## Extracted records
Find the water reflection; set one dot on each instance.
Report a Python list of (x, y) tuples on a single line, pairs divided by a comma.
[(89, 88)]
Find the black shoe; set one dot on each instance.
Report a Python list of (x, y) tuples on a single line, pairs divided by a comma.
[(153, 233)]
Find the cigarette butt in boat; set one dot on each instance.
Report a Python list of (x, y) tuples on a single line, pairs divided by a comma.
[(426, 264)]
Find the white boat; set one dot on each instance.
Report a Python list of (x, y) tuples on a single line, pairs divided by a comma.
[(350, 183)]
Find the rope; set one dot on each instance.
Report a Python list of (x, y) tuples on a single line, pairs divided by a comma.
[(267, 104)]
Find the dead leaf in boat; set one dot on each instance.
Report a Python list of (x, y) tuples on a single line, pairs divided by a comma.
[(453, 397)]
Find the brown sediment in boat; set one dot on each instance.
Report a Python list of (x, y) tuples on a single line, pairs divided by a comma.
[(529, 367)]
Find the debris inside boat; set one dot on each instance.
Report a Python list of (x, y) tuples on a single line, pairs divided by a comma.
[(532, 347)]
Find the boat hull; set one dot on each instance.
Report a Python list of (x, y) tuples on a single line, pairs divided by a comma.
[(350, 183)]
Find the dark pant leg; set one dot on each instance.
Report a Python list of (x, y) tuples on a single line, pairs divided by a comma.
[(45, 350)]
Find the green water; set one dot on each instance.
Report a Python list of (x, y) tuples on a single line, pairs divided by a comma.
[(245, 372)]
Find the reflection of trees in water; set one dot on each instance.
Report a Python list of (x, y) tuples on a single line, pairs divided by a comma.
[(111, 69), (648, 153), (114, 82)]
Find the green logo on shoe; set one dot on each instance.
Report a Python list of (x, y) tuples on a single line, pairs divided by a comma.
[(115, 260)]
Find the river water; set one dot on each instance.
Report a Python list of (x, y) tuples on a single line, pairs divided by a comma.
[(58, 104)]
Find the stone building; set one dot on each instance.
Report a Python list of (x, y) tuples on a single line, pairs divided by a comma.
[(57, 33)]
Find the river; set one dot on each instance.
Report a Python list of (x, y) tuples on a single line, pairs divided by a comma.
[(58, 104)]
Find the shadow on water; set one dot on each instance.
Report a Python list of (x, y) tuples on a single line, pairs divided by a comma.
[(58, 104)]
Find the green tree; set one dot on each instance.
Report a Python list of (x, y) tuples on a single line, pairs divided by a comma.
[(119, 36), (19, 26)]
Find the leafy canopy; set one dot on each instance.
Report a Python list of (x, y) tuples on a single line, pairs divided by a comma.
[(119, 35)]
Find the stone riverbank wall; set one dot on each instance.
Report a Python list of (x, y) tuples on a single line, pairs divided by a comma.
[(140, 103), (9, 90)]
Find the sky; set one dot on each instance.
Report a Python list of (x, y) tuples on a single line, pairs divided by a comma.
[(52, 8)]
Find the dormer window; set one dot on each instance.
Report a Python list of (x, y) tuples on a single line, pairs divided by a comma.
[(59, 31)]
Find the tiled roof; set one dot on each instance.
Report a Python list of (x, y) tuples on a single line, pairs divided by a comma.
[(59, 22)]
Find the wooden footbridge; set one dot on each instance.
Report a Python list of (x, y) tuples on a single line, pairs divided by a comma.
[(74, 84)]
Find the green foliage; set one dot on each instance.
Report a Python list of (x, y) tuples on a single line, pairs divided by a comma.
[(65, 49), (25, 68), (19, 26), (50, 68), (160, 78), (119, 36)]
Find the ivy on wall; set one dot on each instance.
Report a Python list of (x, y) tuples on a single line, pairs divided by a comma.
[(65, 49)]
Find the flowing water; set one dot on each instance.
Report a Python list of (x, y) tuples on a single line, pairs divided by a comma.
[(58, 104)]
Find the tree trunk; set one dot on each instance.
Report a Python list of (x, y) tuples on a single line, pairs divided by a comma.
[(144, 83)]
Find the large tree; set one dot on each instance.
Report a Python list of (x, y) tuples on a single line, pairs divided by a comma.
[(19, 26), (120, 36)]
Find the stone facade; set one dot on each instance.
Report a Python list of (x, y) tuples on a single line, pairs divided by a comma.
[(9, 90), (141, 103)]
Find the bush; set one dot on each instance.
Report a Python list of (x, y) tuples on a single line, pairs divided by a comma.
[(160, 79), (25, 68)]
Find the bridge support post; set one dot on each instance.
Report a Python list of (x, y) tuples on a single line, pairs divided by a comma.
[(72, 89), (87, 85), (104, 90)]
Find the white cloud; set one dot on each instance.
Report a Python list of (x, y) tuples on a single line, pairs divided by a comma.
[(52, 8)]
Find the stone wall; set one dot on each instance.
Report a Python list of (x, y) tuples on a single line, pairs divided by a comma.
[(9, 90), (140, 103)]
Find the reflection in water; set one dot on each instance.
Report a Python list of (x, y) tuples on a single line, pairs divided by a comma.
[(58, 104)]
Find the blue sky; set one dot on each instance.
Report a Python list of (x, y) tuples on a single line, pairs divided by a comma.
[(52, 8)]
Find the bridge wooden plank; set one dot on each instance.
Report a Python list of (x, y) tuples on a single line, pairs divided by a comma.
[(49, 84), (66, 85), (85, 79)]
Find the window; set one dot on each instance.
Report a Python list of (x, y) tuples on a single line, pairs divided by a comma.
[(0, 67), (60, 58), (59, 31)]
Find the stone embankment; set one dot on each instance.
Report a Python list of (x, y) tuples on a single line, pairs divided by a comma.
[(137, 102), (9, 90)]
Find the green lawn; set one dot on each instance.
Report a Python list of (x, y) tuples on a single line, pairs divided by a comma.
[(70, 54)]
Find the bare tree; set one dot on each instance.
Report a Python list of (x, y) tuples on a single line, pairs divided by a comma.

## Task requirements
Report the count of lines in the entries that contain the string "water", and nothing besides it.

## Answer to this task
7